*DIRECTIONS FOR THIS TASK:*
Print the records word for word, from the very first line through the line that contains "209 171 L 126", and stop there.

*DATASET ENTRIES:*
+--

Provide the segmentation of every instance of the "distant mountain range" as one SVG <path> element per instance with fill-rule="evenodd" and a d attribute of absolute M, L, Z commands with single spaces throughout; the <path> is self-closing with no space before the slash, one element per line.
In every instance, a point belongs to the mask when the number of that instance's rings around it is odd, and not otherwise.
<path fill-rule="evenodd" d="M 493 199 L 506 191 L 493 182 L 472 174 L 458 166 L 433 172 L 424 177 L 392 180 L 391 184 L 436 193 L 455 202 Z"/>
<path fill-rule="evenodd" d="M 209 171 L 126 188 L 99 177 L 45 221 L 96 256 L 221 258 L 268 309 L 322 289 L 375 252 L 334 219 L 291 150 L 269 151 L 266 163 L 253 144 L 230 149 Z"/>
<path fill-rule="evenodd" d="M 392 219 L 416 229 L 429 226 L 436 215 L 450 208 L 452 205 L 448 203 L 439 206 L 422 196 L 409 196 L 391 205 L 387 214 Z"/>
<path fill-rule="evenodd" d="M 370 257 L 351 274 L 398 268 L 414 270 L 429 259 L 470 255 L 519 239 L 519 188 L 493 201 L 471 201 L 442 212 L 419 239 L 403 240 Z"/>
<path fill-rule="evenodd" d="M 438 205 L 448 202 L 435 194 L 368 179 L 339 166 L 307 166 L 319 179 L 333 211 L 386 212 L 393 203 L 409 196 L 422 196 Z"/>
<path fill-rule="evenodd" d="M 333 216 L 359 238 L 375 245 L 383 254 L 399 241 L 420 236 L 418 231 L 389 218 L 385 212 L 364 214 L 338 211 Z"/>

+--

*CORRECT ANSWER:*
Provide the segmentation of every instance of the "distant mountain range" as one SVG <path> element per instance with fill-rule="evenodd" and a d attribute of absolute M, L, Z commands with single spaces throughout; the <path> is self-closing with no space before the slash, one element per line.
In every instance, a point belongs to the mask when the number of that instance's rings around it is odd, and not otherwise.
<path fill-rule="evenodd" d="M 493 199 L 506 191 L 493 182 L 472 174 L 458 166 L 433 172 L 424 177 L 392 180 L 391 184 L 436 193 L 455 202 Z"/>
<path fill-rule="evenodd" d="M 209 171 L 126 188 L 99 177 L 45 221 L 96 256 L 221 258 L 268 309 L 322 289 L 375 252 L 334 219 L 291 150 L 269 151 L 266 163 L 253 144 L 230 149 Z"/>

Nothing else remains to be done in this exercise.